Beginning with the line that contains "Practice. Spot the clump", extract each line through the end of the listing below, with no additions or omissions.

-- Start Entries provided --

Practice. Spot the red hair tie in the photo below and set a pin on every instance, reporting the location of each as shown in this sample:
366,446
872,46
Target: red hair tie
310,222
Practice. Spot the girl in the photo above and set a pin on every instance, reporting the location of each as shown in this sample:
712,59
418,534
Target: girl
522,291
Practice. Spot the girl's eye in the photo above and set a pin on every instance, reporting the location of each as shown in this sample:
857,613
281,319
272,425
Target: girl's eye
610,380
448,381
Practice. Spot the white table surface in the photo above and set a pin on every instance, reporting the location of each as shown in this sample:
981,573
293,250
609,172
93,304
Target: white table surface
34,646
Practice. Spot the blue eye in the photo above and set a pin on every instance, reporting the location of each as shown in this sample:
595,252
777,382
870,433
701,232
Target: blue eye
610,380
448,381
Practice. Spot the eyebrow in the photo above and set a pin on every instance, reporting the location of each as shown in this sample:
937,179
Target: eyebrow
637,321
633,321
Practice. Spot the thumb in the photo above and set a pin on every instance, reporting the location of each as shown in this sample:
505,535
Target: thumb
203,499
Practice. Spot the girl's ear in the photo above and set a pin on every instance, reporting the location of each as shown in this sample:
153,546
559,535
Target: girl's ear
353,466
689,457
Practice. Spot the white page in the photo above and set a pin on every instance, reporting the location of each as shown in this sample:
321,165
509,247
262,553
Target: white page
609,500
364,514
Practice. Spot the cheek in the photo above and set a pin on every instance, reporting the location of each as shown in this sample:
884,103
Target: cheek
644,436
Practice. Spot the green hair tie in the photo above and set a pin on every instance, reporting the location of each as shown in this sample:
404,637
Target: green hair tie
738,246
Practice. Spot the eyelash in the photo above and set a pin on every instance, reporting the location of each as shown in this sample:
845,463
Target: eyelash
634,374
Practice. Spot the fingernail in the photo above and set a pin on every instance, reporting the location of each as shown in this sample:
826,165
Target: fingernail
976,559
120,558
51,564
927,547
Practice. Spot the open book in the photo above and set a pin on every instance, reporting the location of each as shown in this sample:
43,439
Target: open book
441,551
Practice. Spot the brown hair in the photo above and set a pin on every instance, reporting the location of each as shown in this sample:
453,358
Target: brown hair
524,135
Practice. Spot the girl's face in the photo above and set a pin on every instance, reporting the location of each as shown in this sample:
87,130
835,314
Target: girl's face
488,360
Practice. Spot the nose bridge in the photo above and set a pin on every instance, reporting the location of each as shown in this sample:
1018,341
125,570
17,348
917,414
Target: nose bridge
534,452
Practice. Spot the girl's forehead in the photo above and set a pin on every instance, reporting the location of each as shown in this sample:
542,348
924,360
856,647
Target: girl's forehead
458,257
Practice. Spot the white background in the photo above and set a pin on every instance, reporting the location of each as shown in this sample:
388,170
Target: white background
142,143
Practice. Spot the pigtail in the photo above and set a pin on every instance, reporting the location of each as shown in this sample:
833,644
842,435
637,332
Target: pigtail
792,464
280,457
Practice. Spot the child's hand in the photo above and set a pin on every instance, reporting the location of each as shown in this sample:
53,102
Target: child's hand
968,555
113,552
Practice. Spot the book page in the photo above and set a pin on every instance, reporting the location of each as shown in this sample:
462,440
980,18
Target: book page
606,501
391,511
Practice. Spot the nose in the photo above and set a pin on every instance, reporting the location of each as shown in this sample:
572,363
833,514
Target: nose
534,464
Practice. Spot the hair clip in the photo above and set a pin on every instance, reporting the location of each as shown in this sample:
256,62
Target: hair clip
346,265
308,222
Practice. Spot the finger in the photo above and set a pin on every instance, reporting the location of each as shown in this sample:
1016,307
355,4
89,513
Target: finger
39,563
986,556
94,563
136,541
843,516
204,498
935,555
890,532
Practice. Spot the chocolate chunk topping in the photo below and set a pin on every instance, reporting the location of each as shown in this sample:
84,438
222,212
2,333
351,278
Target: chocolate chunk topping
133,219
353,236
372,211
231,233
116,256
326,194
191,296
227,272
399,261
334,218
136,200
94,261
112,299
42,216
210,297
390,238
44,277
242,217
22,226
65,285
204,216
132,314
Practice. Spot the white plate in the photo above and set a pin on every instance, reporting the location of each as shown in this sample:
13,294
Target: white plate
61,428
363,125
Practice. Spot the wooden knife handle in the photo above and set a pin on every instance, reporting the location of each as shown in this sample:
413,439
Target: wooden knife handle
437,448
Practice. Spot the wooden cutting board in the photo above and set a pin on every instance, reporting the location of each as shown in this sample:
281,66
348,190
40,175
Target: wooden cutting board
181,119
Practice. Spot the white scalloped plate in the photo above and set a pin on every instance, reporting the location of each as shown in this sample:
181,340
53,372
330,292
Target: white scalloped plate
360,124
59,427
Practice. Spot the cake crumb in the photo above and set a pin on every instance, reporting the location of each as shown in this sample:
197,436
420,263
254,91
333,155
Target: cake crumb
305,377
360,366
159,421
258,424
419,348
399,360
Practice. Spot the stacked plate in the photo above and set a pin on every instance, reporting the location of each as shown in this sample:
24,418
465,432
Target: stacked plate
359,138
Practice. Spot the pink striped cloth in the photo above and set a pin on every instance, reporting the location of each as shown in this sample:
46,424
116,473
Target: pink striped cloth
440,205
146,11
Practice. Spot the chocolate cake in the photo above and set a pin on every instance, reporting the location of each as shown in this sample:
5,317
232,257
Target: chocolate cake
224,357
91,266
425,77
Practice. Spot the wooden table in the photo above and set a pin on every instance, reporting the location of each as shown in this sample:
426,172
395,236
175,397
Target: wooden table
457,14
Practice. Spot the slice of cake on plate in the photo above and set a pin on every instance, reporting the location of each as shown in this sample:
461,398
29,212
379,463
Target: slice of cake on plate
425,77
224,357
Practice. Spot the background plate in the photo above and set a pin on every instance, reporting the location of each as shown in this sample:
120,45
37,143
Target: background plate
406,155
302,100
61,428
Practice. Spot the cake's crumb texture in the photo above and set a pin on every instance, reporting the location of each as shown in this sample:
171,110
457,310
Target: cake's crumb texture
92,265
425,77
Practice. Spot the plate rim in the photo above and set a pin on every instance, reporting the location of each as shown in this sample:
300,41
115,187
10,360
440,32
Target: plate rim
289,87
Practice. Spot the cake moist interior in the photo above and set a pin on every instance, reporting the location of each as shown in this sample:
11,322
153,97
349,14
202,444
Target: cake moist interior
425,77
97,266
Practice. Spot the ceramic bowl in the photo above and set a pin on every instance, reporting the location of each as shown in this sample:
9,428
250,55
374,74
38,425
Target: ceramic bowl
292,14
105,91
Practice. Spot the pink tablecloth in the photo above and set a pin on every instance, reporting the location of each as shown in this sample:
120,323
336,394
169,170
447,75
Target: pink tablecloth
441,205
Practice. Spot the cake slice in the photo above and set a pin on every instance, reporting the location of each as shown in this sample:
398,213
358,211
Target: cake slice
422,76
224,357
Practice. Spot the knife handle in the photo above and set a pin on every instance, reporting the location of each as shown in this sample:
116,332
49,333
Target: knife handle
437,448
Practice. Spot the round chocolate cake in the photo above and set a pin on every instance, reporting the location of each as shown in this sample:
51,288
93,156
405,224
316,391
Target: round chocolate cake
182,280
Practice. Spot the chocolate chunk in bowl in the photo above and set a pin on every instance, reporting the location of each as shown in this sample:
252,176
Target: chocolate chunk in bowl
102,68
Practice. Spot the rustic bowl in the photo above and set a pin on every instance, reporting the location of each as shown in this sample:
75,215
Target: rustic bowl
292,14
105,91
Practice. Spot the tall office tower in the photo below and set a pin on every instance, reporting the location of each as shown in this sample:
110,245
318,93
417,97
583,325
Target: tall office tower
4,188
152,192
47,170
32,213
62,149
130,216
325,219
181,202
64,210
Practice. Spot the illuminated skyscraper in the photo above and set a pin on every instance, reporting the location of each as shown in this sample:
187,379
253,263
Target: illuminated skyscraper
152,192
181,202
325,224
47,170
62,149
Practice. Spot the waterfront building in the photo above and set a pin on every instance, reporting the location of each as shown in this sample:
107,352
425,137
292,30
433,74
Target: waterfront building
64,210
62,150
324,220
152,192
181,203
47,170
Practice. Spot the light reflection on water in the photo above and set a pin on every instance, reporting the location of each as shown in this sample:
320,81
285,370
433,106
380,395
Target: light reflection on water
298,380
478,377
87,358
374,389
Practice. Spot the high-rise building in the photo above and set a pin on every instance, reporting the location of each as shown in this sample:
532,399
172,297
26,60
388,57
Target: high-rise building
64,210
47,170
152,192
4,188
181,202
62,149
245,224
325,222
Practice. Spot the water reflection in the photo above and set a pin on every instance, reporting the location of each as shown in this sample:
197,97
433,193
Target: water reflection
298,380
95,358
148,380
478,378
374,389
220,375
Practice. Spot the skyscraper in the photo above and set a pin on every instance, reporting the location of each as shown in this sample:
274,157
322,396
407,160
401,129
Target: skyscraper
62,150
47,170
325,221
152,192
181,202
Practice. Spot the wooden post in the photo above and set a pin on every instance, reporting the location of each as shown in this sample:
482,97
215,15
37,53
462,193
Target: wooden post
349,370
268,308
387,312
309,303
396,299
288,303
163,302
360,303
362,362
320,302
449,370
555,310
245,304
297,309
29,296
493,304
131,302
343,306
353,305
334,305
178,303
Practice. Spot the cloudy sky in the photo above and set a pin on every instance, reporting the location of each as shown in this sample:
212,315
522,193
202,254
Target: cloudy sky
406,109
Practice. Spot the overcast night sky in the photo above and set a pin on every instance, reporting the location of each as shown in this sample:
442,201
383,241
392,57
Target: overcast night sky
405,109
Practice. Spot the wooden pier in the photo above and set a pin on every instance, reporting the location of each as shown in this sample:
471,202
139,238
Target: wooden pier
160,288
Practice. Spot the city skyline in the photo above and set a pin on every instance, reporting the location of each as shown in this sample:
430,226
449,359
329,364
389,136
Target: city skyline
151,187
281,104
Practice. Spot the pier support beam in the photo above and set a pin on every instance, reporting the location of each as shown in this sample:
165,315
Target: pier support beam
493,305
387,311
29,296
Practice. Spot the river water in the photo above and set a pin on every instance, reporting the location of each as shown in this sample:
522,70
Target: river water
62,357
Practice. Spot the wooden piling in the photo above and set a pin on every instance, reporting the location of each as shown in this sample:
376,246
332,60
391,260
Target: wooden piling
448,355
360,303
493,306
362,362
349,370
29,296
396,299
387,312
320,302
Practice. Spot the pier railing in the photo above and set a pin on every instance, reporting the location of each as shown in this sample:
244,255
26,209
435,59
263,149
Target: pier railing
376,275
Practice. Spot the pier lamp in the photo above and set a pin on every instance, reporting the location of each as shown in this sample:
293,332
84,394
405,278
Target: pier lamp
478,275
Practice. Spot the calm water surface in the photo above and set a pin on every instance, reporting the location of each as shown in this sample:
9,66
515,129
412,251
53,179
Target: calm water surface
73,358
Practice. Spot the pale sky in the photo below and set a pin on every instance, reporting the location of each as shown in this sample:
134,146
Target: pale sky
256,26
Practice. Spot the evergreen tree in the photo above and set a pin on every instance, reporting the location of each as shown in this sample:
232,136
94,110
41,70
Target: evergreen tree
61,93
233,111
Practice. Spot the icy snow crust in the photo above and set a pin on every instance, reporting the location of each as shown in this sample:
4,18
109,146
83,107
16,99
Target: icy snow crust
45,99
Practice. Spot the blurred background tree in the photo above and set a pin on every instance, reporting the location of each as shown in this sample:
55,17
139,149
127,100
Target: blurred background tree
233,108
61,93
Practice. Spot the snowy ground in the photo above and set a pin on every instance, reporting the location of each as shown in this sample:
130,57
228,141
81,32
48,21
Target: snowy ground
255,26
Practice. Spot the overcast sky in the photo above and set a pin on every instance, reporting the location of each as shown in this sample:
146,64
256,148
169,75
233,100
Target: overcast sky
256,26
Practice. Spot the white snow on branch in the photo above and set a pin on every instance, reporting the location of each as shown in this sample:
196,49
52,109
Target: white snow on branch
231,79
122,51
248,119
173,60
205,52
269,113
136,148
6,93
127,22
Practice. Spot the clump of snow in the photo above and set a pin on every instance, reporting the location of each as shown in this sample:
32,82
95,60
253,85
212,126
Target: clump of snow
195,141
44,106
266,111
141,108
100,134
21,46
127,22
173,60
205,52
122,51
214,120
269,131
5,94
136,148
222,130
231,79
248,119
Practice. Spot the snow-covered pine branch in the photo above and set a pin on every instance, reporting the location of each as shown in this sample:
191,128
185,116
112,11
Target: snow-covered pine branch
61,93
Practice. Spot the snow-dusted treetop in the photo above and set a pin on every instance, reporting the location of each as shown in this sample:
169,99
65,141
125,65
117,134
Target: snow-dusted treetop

-- End Entries provided --

■ Response to this task ■
Practice. Spot the clump of snow in the photo above and set a pin on every instance, reporting the location of each as shown in this sample:
32,82
95,60
253,85
212,126
Target: clump of snow
195,141
44,106
266,111
141,108
100,134
21,46
127,22
173,60
205,52
122,51
214,120
269,131
5,94
136,148
222,130
231,79
248,119
Practice. Spot the snow-covered pine branch in the photo above and set a pin on every instance, reporting the location of each as shown in this sample:
191,128
185,116
112,11
Target: snow-covered pine branch
61,93
Practice. Spot the snow-dusted treetop in the photo above and set a pin on every instance, reporting the location of each as shown in this sample:
169,99
65,141
125,65
117,134
Target: snow-dusted treetop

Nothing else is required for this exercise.